(Beginning of Document extract)

Wednesday, February 28, 2024

Tui revenues show post-pandemic travel still strong as it prepares for delisting vote

Must read

Unlock the Editor’s Digest for free

Tui reported strong revenues for the last three months of 2023 in a sign that the post-pandemic travel boom was retaining its momentum, ahead of a vote at Europe’s largest tour operator over delisting from London.

The Anglo-German travel group — which is listed in both London and Frankfurt — said on Tuesday that it increased sales to €4.3bn in the three months to December, up 15 per cent year on year despite cost of living pressures hurting consumers. It reported underlying earnings before interest and tax of €6mn in the quarter.

Tui attributed its growth to “more customers and higher prices” as demand for travel remained strong over the winter season while the group’s average prices rose 4 per cent above the previous year’s level. “We are on track, we are gaining customers and we are growing,” said chief executive Sebastian Ebel. “People’s high willingness to travel ensures strong economic development in all areas [of the company].”

Tui shareholders will later on Tuesday vote on a proposal to delist from London and stay in Frankfurt, dealing another blow to the capital’s struggling stock market. The resolution requires the support of 75 per cent of shareholders to pass.

(End of Document extract)
(Beginning of Entries supplied)

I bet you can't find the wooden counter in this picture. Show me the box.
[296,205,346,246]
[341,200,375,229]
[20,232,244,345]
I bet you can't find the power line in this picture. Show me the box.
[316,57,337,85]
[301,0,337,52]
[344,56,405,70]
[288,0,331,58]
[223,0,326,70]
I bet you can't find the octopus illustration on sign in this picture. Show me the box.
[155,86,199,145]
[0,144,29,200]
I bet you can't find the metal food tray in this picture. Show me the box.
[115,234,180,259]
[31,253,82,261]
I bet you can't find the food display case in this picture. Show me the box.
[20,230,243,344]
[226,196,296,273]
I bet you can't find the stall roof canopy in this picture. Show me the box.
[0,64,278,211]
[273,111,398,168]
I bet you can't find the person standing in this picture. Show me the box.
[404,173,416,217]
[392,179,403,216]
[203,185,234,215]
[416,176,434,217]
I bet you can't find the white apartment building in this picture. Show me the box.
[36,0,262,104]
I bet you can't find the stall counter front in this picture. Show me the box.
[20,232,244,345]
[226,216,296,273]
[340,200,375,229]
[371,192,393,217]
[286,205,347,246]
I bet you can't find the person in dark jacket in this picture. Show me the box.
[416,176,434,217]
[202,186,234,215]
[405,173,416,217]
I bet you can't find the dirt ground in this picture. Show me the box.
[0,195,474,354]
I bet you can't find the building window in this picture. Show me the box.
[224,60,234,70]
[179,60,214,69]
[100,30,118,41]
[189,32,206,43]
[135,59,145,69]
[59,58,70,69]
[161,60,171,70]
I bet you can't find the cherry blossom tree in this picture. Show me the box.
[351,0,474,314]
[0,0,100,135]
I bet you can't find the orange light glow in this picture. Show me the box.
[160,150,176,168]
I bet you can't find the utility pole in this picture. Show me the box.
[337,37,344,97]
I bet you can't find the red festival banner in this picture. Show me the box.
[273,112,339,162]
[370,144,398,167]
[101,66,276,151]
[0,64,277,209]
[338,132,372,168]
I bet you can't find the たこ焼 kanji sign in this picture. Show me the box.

(End of Entries supplied)

To do:
1 - According to the Tui revenue article, what level of shareholder support does the delisting resolution need in order to pass?
2 - Carry on the Tui revenue article, picking up after its final sentence.

Exercise answers:
1 - 75 per cent of shareholders

2 -
If it proceeds with the move, Tui would join a growing list of companies that have recently opted to ditch their London listings in favour of rival exchanges, citing a significant decrease in liquidity on the UK equity market as well as the potential for higher valuations abroad. 

In a separate statement this year, the group said that “terminating the listing in London would offer clear advantages for investors and the company”.

UK pollster YouGov and gambling group Flutter are among other companies currently considering cancelling their London listings.

The results announcement sent Tui’s shares up almost 5 per cent on Tuesday, although their price remains about 30 per cent lower than it was one year ago. 

The group’s share price performance has been damped down by broader “macro concerns”, said Ivor Jones, analyst at Peel Hunt, noting that conflicts in Ukraine and Gaza were casting a shadow over the post-pandemic recovery of the travel sector. “There is concern about what the conflict in the Middle East means for the price of oil, which is very significant for Tui’s airline fleet,” said Jones.

Tui reiterated its full-year guidance for a rise in revenues of 10 per cent and an increase of 25 per cent in underlying earnings before interest and tax.